* SELECTED EXCERPT:
## Setting Up Functions

Here I set up the functions we will use to parse the files.        

In [None]:
import pandas as pd
import json

# Function for writing output
def write_file(df, fileout):
    gilded = df[df['gilded'] > 0]
    print 'Writing', gilded.shape[0], 'entries to', fileout
    if os.path.isfile(fileout):
        gilded.to_csv(fileout, mode='a', header=False, encoding='utf-8', index=False)
    else:
        gilded.to_csv(fileout, encoding='utf-8', index=False)

# Function for reading file with given parameters
def parse_file(filein, amount, fileout):
    print 'Opening', filein
    with open(filein, 'r') as f:
        itt = 1 # Line counter
        lines = []
        for line in f:
            lines.append(json.loads(line[:-1]))
            itt+=1
            if itt > amount: # If chunk_size is reached, write to csv and clear memory
                if lines:
                    write_file(pd.DataFrame(lines), fileout)
                lines = [] # Clear list (free memory)
                itt = 1 # Reset line counter
        if lines: # Write final lines of file (if any)
            write_file(pd.DataFrame(lines), fileout)
            lines = []
    print 'Complete! All gilded records from', filein, 'written to', fileout            

## Parsing Data

### Inputs:

**filepath_in**<br>
*Directory to read the input file from*

**input_filename**<br> 
*Name of the input file*

**filepath_out**<br>
*Directory to write the output file*

**output_filename**<br> 
*Name of the output file*

**chunk_size**<br>
*How many lines to read before processing and writing*
* *too few and you'll have too many write operations*
* *too many and you'll use too much memory*

In [None]:
filepath_in = ''
input_filename = ''
filepath_out = ''
output_filename = ''
chunk_size = 100000

# For single file use
parse_file(filepath_in + input_filename, chunk_size, filepath_out + output_filename)

* STATED GOAL 1:
Answer these questions about the file-parsing notebook:
(a) Which column does the write_file function check, keeping only rows where its value is greater than zero?
(b) What number is chunk_size set to?
(c) According to the inputs list, what happens if chunk_size is set too low?
* STATED GOAL 2: Print the passage of the file-parsing notebook starting with "## Setting Up" and going on through "header=False, encoding='utf-8', index=False)".

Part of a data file
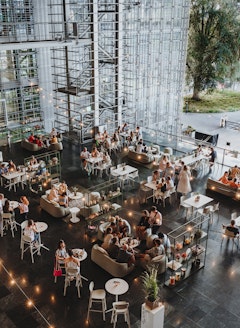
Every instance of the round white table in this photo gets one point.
(14, 204)
(116, 286)
(79, 253)
(132, 242)
(75, 196)
(74, 211)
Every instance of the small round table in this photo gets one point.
(74, 211)
(132, 242)
(116, 286)
(79, 253)
(75, 196)
(14, 204)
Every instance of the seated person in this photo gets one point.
(224, 178)
(3, 169)
(31, 138)
(54, 140)
(7, 207)
(11, 166)
(113, 248)
(53, 195)
(122, 228)
(233, 183)
(232, 228)
(163, 163)
(143, 225)
(125, 255)
(71, 261)
(84, 156)
(53, 133)
(33, 161)
(95, 152)
(161, 188)
(108, 236)
(155, 176)
(169, 170)
(155, 219)
(234, 172)
(165, 242)
(169, 183)
(63, 200)
(63, 188)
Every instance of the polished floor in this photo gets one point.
(209, 298)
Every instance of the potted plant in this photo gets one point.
(151, 287)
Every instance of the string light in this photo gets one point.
(29, 301)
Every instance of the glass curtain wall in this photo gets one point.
(80, 65)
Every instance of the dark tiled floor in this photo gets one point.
(210, 298)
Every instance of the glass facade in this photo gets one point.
(78, 65)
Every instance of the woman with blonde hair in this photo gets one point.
(23, 207)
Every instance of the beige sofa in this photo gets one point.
(103, 226)
(30, 146)
(140, 157)
(53, 208)
(223, 189)
(101, 258)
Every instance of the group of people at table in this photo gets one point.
(45, 141)
(126, 252)
(231, 177)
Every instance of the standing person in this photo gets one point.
(84, 156)
(155, 219)
(184, 185)
(23, 207)
(212, 157)
(1, 214)
(61, 252)
(31, 231)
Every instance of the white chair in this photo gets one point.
(96, 296)
(149, 178)
(112, 174)
(230, 235)
(214, 208)
(120, 307)
(72, 274)
(28, 244)
(187, 208)
(133, 176)
(9, 221)
(173, 191)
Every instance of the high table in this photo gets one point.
(203, 200)
(116, 286)
(74, 211)
(13, 178)
(81, 255)
(124, 170)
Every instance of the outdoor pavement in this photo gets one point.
(210, 124)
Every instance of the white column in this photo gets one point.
(152, 318)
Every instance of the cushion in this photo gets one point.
(95, 209)
(102, 250)
(157, 258)
(54, 203)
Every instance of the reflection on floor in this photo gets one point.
(210, 298)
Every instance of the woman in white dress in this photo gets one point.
(184, 185)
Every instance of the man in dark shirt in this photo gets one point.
(125, 255)
(113, 248)
(232, 228)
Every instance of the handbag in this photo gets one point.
(57, 273)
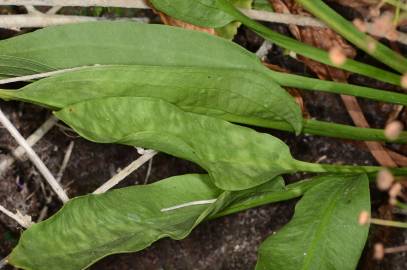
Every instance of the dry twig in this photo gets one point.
(19, 152)
(148, 154)
(34, 158)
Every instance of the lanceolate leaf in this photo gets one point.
(110, 43)
(91, 227)
(235, 157)
(324, 232)
(212, 91)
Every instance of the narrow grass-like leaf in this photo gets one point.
(376, 49)
(324, 232)
(211, 91)
(307, 50)
(303, 82)
(91, 227)
(236, 157)
(121, 43)
(225, 6)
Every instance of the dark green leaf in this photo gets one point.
(324, 232)
(345, 28)
(217, 92)
(124, 220)
(179, 7)
(121, 43)
(130, 219)
(236, 157)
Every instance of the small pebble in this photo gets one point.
(336, 56)
(393, 130)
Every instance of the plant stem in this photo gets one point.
(348, 30)
(330, 168)
(302, 82)
(307, 50)
(7, 95)
(320, 128)
(292, 191)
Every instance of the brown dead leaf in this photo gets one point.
(327, 39)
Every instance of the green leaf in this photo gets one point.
(307, 50)
(198, 12)
(119, 43)
(188, 10)
(324, 232)
(381, 52)
(217, 92)
(235, 157)
(262, 5)
(91, 227)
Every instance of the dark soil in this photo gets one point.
(227, 243)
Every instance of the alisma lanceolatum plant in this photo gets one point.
(184, 93)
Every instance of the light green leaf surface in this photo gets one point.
(230, 30)
(235, 157)
(198, 12)
(118, 43)
(212, 91)
(324, 232)
(91, 227)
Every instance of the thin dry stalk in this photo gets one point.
(19, 152)
(56, 187)
(149, 154)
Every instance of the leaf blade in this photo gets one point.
(133, 214)
(211, 91)
(120, 43)
(124, 220)
(322, 228)
(235, 157)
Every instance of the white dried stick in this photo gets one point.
(56, 187)
(148, 154)
(79, 3)
(23, 220)
(39, 75)
(19, 152)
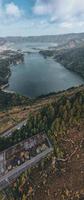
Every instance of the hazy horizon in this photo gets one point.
(41, 17)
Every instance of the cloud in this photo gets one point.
(13, 10)
(60, 9)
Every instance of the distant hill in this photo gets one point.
(59, 39)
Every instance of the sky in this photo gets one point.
(41, 17)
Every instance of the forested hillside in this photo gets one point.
(8, 100)
(60, 175)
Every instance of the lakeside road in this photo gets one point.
(8, 178)
(17, 127)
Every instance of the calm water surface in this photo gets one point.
(37, 76)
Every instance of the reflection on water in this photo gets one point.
(37, 76)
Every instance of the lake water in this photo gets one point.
(37, 76)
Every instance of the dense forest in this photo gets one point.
(54, 119)
(59, 175)
(8, 100)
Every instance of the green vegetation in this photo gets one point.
(8, 100)
(6, 59)
(54, 119)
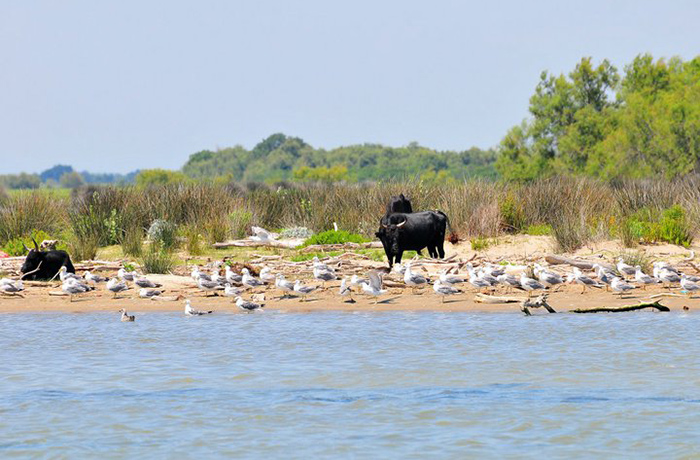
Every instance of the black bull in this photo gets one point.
(42, 265)
(401, 232)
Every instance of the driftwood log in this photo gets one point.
(539, 302)
(554, 259)
(655, 305)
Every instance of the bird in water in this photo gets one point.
(374, 287)
(248, 305)
(346, 290)
(189, 311)
(126, 317)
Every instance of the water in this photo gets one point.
(379, 385)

* RESPONSE 1:
(a) The 'gilded' column.
(b) 100000.
(c) There will be too many write operations.

* RESPONSE 2:
## Setting Up Functions

Here I set up the functions we will use to parse the files.        

In [None]:
import pandas as pd
import json

# Function for writing output
def write_file(df, fileout):
    gilded = df[df['gilded'] > 0]
    print 'Writing', gilded.shape[0], 'entries to', fileout
    if os.path.isfile(fileout):
        gilded.to_csv(fileout, mode='a', header=False, encoding='utf-8', index=False)